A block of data
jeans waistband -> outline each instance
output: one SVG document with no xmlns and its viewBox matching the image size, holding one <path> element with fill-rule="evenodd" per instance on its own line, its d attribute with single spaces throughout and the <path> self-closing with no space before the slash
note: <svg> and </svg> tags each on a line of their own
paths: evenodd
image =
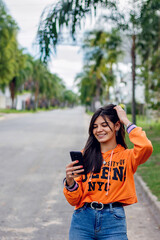
<svg viewBox="0 0 160 240">
<path fill-rule="evenodd" d="M 102 210 L 106 208 L 114 208 L 114 207 L 121 207 L 122 203 L 120 202 L 114 202 L 114 203 L 108 203 L 108 204 L 103 204 L 103 203 L 98 203 L 98 202 L 91 202 L 91 203 L 85 203 L 86 207 L 90 207 L 95 210 Z"/>
</svg>

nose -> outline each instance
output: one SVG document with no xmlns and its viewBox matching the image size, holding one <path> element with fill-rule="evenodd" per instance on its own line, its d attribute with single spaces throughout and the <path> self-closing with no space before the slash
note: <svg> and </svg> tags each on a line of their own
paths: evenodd
<svg viewBox="0 0 160 240">
<path fill-rule="evenodd" d="M 97 126 L 97 132 L 101 132 L 102 131 L 102 126 L 101 125 L 98 125 Z"/>
</svg>

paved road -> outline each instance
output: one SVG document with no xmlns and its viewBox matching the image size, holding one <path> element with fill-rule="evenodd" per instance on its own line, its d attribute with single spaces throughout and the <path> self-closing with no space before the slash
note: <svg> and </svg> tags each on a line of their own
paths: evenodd
<svg viewBox="0 0 160 240">
<path fill-rule="evenodd" d="M 84 146 L 87 123 L 82 108 L 0 121 L 0 240 L 68 239 L 73 208 L 62 179 L 69 151 Z M 148 208 L 127 207 L 129 240 L 159 239 Z"/>
</svg>

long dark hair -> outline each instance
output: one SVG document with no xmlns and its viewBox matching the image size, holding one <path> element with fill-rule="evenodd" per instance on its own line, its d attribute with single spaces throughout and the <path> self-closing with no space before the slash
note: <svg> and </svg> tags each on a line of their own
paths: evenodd
<svg viewBox="0 0 160 240">
<path fill-rule="evenodd" d="M 94 128 L 93 125 L 99 116 L 103 117 L 105 122 L 106 122 L 105 117 L 109 118 L 109 120 L 114 124 L 117 121 L 119 121 L 117 111 L 114 109 L 115 106 L 116 105 L 114 104 L 109 104 L 105 107 L 101 107 L 93 114 L 91 118 L 90 126 L 89 126 L 89 137 L 83 152 L 83 157 L 85 160 L 84 161 L 85 168 L 87 173 L 89 172 L 99 173 L 103 163 L 100 143 L 97 141 L 97 139 L 93 135 L 93 128 Z M 109 124 L 108 124 L 108 127 L 111 129 Z M 116 141 L 117 141 L 117 144 L 121 144 L 125 149 L 127 148 L 127 145 L 125 143 L 125 129 L 123 124 L 120 125 L 120 129 L 116 134 Z"/>
</svg>

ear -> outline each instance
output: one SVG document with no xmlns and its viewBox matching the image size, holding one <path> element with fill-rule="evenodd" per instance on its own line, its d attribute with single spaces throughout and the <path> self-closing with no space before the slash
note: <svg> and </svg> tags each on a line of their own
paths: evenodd
<svg viewBox="0 0 160 240">
<path fill-rule="evenodd" d="M 119 129 L 121 127 L 120 121 L 117 121 L 114 126 L 115 126 L 115 131 L 119 131 Z"/>
</svg>

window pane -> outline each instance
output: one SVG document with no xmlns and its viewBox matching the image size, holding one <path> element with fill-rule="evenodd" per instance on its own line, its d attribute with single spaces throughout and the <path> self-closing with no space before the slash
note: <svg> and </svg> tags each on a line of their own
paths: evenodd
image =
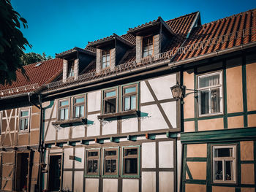
<svg viewBox="0 0 256 192">
<path fill-rule="evenodd" d="M 116 150 L 106 150 L 105 151 L 105 155 L 116 155 Z"/>
<path fill-rule="evenodd" d="M 223 180 L 222 161 L 215 161 L 215 180 Z"/>
<path fill-rule="evenodd" d="M 29 128 L 29 120 L 27 118 L 25 118 L 25 126 L 24 130 L 28 130 Z"/>
<path fill-rule="evenodd" d="M 116 98 L 105 101 L 105 113 L 116 112 Z"/>
<path fill-rule="evenodd" d="M 60 102 L 60 106 L 69 105 L 69 101 L 64 101 Z"/>
<path fill-rule="evenodd" d="M 69 118 L 69 109 L 64 109 L 64 120 L 67 120 Z"/>
<path fill-rule="evenodd" d="M 88 152 L 88 156 L 89 157 L 96 157 L 98 155 L 97 151 L 89 151 Z"/>
<path fill-rule="evenodd" d="M 131 97 L 131 110 L 136 109 L 136 96 L 133 96 Z"/>
<path fill-rule="evenodd" d="M 61 113 L 60 119 L 64 120 L 64 109 L 60 110 L 60 113 Z"/>
<path fill-rule="evenodd" d="M 87 161 L 87 172 L 88 173 L 93 173 L 93 161 L 89 160 Z"/>
<path fill-rule="evenodd" d="M 75 102 L 76 104 L 78 104 L 78 103 L 83 103 L 84 102 L 84 97 L 75 99 Z"/>
<path fill-rule="evenodd" d="M 105 93 L 105 97 L 110 97 L 110 96 L 116 96 L 116 91 Z"/>
<path fill-rule="evenodd" d="M 124 155 L 137 155 L 138 149 L 124 149 Z"/>
<path fill-rule="evenodd" d="M 80 106 L 77 106 L 75 107 L 75 118 L 79 118 L 79 110 L 80 110 Z"/>
<path fill-rule="evenodd" d="M 20 130 L 24 130 L 25 119 L 20 119 Z"/>
<path fill-rule="evenodd" d="M 215 149 L 214 157 L 233 157 L 233 148 L 219 148 Z"/>
<path fill-rule="evenodd" d="M 219 74 L 199 77 L 199 88 L 219 85 Z"/>
<path fill-rule="evenodd" d="M 124 89 L 124 94 L 132 93 L 132 92 L 136 92 L 136 87 L 132 87 L 132 88 Z"/>
<path fill-rule="evenodd" d="M 93 172 L 97 173 L 98 172 L 98 161 L 94 160 L 93 164 Z"/>
<path fill-rule="evenodd" d="M 21 117 L 29 116 L 29 111 L 22 111 L 20 114 Z"/>
<path fill-rule="evenodd" d="M 124 110 L 129 110 L 130 109 L 130 97 L 124 97 Z"/>
<path fill-rule="evenodd" d="M 148 51 L 148 56 L 152 55 L 153 55 L 153 50 L 151 50 Z"/>
<path fill-rule="evenodd" d="M 200 91 L 200 96 L 201 99 L 201 114 L 209 113 L 209 95 L 208 91 Z"/>
<path fill-rule="evenodd" d="M 80 117 L 84 117 L 84 105 L 80 106 Z"/>
<path fill-rule="evenodd" d="M 220 93 L 219 88 L 211 89 L 211 112 L 220 112 Z"/>
<path fill-rule="evenodd" d="M 225 175 L 225 180 L 233 180 L 233 162 L 231 161 L 227 161 L 226 163 L 226 175 Z"/>
<path fill-rule="evenodd" d="M 124 159 L 124 173 L 137 174 L 137 158 Z"/>
</svg>

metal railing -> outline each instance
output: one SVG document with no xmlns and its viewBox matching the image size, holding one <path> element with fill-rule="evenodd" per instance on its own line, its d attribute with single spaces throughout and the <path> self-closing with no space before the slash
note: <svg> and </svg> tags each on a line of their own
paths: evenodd
<svg viewBox="0 0 256 192">
<path fill-rule="evenodd" d="M 34 83 L 31 85 L 24 85 L 18 88 L 9 88 L 5 90 L 0 91 L 0 96 L 6 96 L 6 95 L 12 95 L 14 93 L 23 93 L 25 91 L 35 90 L 39 88 L 38 83 Z"/>
</svg>

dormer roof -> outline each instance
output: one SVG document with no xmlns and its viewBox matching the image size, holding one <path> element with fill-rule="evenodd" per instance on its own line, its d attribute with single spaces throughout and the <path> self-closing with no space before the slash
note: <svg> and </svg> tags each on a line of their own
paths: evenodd
<svg viewBox="0 0 256 192">
<path fill-rule="evenodd" d="M 71 50 L 64 51 L 64 52 L 59 53 L 59 54 L 56 53 L 56 57 L 60 58 L 69 58 L 75 54 L 77 54 L 78 53 L 80 54 L 85 54 L 85 55 L 89 55 L 91 56 L 96 57 L 96 53 L 92 52 L 92 51 L 89 50 L 79 48 L 78 47 L 75 47 L 74 48 L 72 48 Z"/>
<path fill-rule="evenodd" d="M 94 48 L 101 48 L 104 47 L 113 47 L 115 45 L 115 41 L 116 40 L 119 41 L 120 42 L 130 47 L 134 47 L 135 46 L 135 44 L 130 42 L 127 39 L 116 34 L 113 34 L 113 35 L 110 35 L 109 37 L 107 37 L 94 42 L 89 42 L 88 46 L 91 46 Z"/>
<path fill-rule="evenodd" d="M 174 31 L 170 28 L 170 26 L 165 23 L 161 17 L 158 17 L 157 20 L 154 20 L 145 24 L 142 24 L 135 28 L 130 28 L 127 31 L 127 33 L 131 33 L 135 35 L 142 35 L 148 33 L 152 33 L 154 31 L 159 31 L 160 26 L 162 29 L 167 31 L 171 34 L 175 34 Z"/>
</svg>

§ **REQUEST**
Reproduce verbatim every line from the one containing "metal railing -> outline each instance" through the end of the records, both ends inclusive.

§ **EXPECTED ANSWER**
metal railing -> outline each instance
output: one SVG document with no xmlns and its viewBox matching the image size, holding one <path> element with fill-rule="evenodd" per instance on its own line, its d attribute with single spaces throughout and the <path> self-closing with no space before the slash
note: <svg> and </svg> tags each on a line of their own
paths: evenodd
<svg viewBox="0 0 256 192">
<path fill-rule="evenodd" d="M 34 83 L 31 85 L 24 85 L 18 88 L 9 88 L 5 90 L 0 91 L 0 96 L 6 96 L 6 95 L 12 95 L 14 93 L 23 93 L 25 91 L 35 90 L 39 88 L 38 83 Z"/>
</svg>

dormer roof -> outline each instance
output: one SVG document with no xmlns and its viewBox matching the image size, holding one <path> element with fill-rule="evenodd" per instance on its own line, its d attribute with single spaces throughout and the <path> self-closing with no space before the slash
note: <svg> and </svg> tags each on a line of their own
paths: evenodd
<svg viewBox="0 0 256 192">
<path fill-rule="evenodd" d="M 71 50 L 64 51 L 64 52 L 59 53 L 59 54 L 56 53 L 56 57 L 60 58 L 69 58 L 75 54 L 77 54 L 78 53 L 80 54 L 85 54 L 85 55 L 89 55 L 91 56 L 96 57 L 96 53 L 92 52 L 92 51 L 89 50 L 79 48 L 78 47 L 75 47 L 74 48 L 72 48 Z"/>
<path fill-rule="evenodd" d="M 94 48 L 101 48 L 104 47 L 113 47 L 115 45 L 115 41 L 116 40 L 119 41 L 120 42 L 130 47 L 134 47 L 135 46 L 135 44 L 130 42 L 127 39 L 116 34 L 113 34 L 113 35 L 110 35 L 109 37 L 107 37 L 94 42 L 89 42 L 88 46 L 91 46 Z"/>
<path fill-rule="evenodd" d="M 174 31 L 170 28 L 170 26 L 165 23 L 161 17 L 158 17 L 157 20 L 154 20 L 145 24 L 142 24 L 135 28 L 130 28 L 127 31 L 127 33 L 131 33 L 135 35 L 142 35 L 148 33 L 152 33 L 154 31 L 159 31 L 160 26 L 162 29 L 167 31 L 171 34 L 175 34 Z"/>
</svg>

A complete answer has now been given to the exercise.